## INSTRUCTION
Change every occurrence of "Item to find" in the listing below to "Target object", and reproduce all other text without alteration.

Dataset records
— Begin —

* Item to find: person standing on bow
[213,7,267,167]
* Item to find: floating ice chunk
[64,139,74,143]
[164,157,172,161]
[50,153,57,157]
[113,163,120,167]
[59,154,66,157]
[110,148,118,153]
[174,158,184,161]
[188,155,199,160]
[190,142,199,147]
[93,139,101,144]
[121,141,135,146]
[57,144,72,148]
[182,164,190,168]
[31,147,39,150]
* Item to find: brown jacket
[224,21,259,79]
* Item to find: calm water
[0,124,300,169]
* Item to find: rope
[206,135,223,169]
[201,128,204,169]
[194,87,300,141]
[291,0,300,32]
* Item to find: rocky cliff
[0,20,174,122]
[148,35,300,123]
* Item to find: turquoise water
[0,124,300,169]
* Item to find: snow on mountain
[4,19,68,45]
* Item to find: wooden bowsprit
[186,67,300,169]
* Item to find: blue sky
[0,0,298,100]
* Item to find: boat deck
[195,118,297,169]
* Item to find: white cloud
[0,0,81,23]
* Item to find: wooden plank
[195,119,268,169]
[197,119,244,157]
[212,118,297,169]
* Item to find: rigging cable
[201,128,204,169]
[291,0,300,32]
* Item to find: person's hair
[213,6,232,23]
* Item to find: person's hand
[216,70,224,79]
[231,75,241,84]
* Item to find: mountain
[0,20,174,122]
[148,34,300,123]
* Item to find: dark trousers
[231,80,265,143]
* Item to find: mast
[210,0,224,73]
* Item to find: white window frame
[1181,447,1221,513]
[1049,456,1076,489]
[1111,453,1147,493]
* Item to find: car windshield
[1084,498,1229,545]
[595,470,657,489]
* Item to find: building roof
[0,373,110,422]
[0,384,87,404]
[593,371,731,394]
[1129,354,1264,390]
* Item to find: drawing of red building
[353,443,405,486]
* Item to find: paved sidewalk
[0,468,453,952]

— End —

## ANSWER TO THIS TASK
* Target object: person standing on bow
[213,7,267,167]
* Target object: floating ice chunk
[64,139,74,143]
[164,157,172,161]
[50,153,57,157]
[113,163,120,167]
[59,154,66,157]
[110,148,118,153]
[174,158,184,161]
[188,155,199,160]
[190,142,199,147]
[93,139,101,144]
[121,141,135,146]
[57,144,72,148]
[182,164,190,168]
[31,147,39,150]
* Target object: brown jacket
[224,21,259,79]
* Target object: calm water
[0,124,300,169]
* Target object: rope
[206,135,223,169]
[201,128,204,169]
[194,87,300,141]
[291,0,300,32]
* Target object: rocky cliff
[0,20,174,122]
[148,35,300,123]
* Target object: turquoise water
[0,124,300,169]
* Target object: snow on mountain
[4,19,68,45]
* Target object: wooden bowsprit
[186,67,300,169]
* Target object: blue sky
[0,0,298,100]
* Target object: boat deck
[195,118,297,169]
* Target object: white cloud
[0,0,81,23]
* Target object: wooden plank
[195,119,268,169]
[197,119,244,157]
[212,118,297,169]
* Target object: rigging cable
[201,128,204,169]
[291,0,300,32]
* Target object: person's hair
[213,6,232,23]
* Target object: person's hand
[216,70,224,79]
[231,75,241,84]
* Target object: mountain
[0,20,174,122]
[148,34,300,123]
* Target object: dark trousers
[231,80,265,143]
* Target object: mast
[210,0,224,73]
* Target object: white window frame
[1181,447,1221,513]
[1049,456,1076,489]
[1111,453,1147,493]
* Target object: car windshield
[1084,498,1229,545]
[595,470,657,489]
* Target object: building roof
[0,373,110,422]
[0,384,87,404]
[593,371,731,394]
[1129,354,1264,390]
* Target object: drawing of red building
[353,443,405,486]
* Target object: paved sidewalk
[0,468,453,952]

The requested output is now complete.